- _Source text_:
________________________________________
But it turns out what the Trump administration should consider doing is getting rid of drug TV ads in general, Tom Kottler, CEO of HealthPrize Technologies, told Yahoo Finance, adding that there’s only two countries that have drug ads — U.S. and New Zealand.

“The price people pay for their drugs is not the list price anyways,” Kottler told Yahoo Finance. “Putting out what they charge as a list price is actually more confusing than not. If you have a copay card for most of these drugs, you actually pay nothing, or maybe $20 a month... it's an incredibly confusing thing.”

Merck (MRK), Eli Lilly (LLY), and Amgen (AMGN) sued the administration after the Department of Health and Human Services finalized the rule in May, claiming the federal government does not have the legal power to enforce the proposed rule, and that doing so would mislead patients. Many big drugmakers argue that prices should only be disclosed on their website, stating including these prices in ads could scare patients from getting treatment.

“The only people who actually pay the list price are uninsured patients, which will be more [people] if the Trump administration gets its way on the Affordable Care Act,” Kottler said. “It's not even a band-aid on a bullet wound. It's really nothing of any real merit or value.”

Single-payer health care may be the answer

Kottler told Yahoo Finance that drug prices in countries with nationalized health care tend to be a lot less, because the government negotiates drug prices on behalf of that patients in that country.

“In this country, we have this broken, disaggregated system,” Kottler explained. “If you took the 1,000 smartest people on the planet and stuck them in a room for six months and said, ‘build the worst health care system you can build,’ that's what we have,” said Kottler, adding that “whether you politically believe in it or not” a single-payer model will lower drug prices.

“The largest insurer in the United States is the federal government. If they decided to negotiate drug prices, they would bring those prices down,” he said. “It's pretty simple.”
________________________________________
(Source records)
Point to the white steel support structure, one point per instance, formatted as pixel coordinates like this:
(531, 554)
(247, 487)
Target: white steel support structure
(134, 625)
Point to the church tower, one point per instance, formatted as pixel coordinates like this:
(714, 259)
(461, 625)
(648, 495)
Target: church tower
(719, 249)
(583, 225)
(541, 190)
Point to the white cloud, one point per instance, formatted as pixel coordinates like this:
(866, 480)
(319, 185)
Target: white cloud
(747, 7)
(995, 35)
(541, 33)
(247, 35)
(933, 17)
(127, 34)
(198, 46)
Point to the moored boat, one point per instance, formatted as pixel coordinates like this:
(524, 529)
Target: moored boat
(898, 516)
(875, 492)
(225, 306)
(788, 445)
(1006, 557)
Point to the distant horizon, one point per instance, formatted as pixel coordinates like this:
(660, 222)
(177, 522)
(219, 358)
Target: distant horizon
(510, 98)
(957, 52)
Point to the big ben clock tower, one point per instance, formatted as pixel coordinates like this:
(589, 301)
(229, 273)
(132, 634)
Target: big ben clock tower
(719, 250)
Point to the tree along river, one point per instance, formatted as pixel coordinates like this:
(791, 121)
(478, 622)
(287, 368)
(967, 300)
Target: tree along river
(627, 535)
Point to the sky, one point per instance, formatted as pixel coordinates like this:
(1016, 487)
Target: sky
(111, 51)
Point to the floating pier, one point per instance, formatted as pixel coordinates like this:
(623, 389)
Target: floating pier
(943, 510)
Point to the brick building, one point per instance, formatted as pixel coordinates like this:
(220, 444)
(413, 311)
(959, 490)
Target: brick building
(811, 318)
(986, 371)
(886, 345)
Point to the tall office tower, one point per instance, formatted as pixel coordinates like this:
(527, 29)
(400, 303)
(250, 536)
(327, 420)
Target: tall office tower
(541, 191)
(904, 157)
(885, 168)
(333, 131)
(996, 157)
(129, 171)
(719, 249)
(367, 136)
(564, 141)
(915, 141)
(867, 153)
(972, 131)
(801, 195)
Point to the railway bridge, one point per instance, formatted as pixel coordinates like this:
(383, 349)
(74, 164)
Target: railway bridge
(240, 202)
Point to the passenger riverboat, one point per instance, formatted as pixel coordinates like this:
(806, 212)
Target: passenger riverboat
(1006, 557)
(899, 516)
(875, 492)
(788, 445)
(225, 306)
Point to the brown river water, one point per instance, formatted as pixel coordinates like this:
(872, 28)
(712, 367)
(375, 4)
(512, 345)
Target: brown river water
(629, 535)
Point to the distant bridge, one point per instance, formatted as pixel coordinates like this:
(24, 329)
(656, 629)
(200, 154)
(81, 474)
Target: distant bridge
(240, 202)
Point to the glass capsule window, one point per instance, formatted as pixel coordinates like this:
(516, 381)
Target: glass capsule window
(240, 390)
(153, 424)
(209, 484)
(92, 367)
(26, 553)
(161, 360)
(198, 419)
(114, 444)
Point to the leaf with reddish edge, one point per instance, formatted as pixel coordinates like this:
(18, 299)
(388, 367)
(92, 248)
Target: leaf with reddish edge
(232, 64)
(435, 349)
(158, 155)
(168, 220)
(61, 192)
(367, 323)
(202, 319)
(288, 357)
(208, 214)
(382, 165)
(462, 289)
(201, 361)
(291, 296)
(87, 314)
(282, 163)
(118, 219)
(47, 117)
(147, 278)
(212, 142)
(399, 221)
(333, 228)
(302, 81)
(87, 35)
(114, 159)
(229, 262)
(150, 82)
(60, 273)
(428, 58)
________________________________________
- _What to work on_:
[1] Which drugmakers does the drug-pricing text say sued the administration, and what ticker symbol does it give for each?
[2] Set down the part of the drug-pricing text that begins at the words "Kottler told Yahoo Finance that" and stops after the words "lower drug prices.".
You won't need the records for this.

- _Answers by item_:
[1] Merck (MRK), Eli Lilly (LLY), and Amgen (AMGN)

[2]
Kottler told Yahoo Finance that drug prices in countries with nationalized health care tend to be a lot less, because the government negotiates drug prices on behalf of that patients in that country.

“In this country, we have this broken, disaggregated system,” Kottler explained. “If you took the 1,000 smartest people on the planet and stuck them in a room for six months and said, ‘build the worst health care system you can build,’ that's what we have,” said Kottler, adding that “whether you politically believe in it or not” a single-payer model will lower drug prices.